The Nakhoda Mosque was built by Abdul Rahim Osman, a rich shipping merchant who belonged to the Memon sect of the Sunni Muslims from Kutch region of Gujarat. The name Nakhoda means ‘Seafarer ‘ or Mariner in Arabic. The construction of the mosque was started with a foundation stone being laid in September 1926. The total expense incurred by Abdul Rahim Osman for the completion of the building was Rs. 15 lakhs or 1.5 million.
The Nakhoda Mosque is a huge structure with a prayer hall that can accommodate 10000 devotees at a time. The architectural style used is Indo – Saracenic where elements from ancient Indian buildings are copied and remodeled to give a semblance of those buildings while using modern building techniques. Thus the mosque is a copy of Mughal Emperor Akbar’s Mausoleum in Sikandara, Agra and the gateway is taken from the Buland Darwaza of Fatehpur-Sikri. To make the perfect likeness, the granite came from Tolepur.

MATERIAL PROVIDED
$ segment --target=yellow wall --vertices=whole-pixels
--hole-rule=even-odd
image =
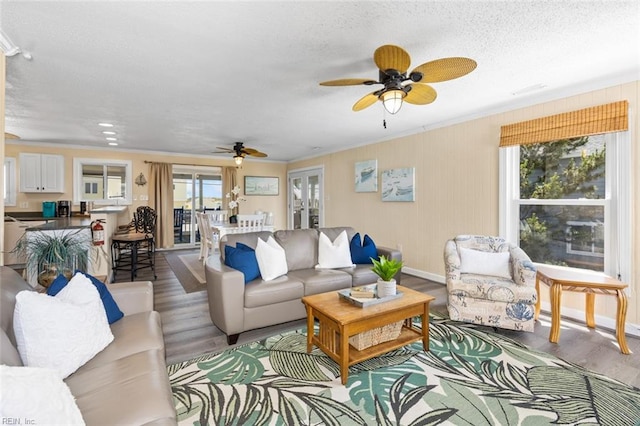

WORK REQUIRED
Repeat word for word the part of the Nakhoda Mosque passage from "The Nakhoda Mosque was" up to and including "or 1.5 million.".

CORRECT RESULT
The Nakhoda Mosque was built by Abdul Rahim Osman, a rich shipping merchant who belonged to the Memon sect of the Sunni Muslims from Kutch region of Gujarat. The name Nakhoda means ‘Seafarer ‘ or Mariner in Arabic. The construction of the mosque was started with a foundation stone being laid in September 1926. The total expense incurred by Abdul Rahim Osman for the completion of the building was Rs. 15 lakhs or 1.5 million.